Required action: Write out every line below that includes the word "rear".

Saved entries
==============================
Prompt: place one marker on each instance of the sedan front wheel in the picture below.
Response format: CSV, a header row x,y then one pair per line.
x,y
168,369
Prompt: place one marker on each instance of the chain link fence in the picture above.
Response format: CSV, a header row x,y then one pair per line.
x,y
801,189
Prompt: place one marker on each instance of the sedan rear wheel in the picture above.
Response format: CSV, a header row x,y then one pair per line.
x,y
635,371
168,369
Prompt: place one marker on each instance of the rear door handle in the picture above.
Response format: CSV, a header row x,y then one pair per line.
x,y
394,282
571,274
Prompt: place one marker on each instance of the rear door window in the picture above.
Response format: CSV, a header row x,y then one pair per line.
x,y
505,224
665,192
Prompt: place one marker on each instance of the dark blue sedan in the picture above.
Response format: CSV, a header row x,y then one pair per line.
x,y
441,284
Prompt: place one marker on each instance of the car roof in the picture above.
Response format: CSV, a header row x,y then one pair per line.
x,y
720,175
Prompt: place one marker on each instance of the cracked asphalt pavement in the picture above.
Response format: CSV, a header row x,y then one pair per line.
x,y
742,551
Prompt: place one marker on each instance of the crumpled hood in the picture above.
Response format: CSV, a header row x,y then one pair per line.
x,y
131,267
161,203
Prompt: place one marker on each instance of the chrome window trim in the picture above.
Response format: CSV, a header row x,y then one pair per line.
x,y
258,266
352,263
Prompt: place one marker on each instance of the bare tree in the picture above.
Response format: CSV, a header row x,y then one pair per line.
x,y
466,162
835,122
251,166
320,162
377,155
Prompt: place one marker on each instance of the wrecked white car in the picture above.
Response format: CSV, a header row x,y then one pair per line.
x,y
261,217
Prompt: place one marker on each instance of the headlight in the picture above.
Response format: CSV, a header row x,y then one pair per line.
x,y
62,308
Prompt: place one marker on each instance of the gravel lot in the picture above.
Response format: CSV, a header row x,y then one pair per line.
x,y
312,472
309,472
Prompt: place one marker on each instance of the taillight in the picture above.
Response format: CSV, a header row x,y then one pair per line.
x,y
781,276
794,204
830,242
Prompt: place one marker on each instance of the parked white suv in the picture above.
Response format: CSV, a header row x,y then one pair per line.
==============================
Result of this task:
Prompt: place one marker on each instance of the sedan rear wheel in the picture above.
Prompt: place one marker on each instance of the rear door handle in the picture above.
Prompt: place one marker on each instance of the rear door window in the picture above.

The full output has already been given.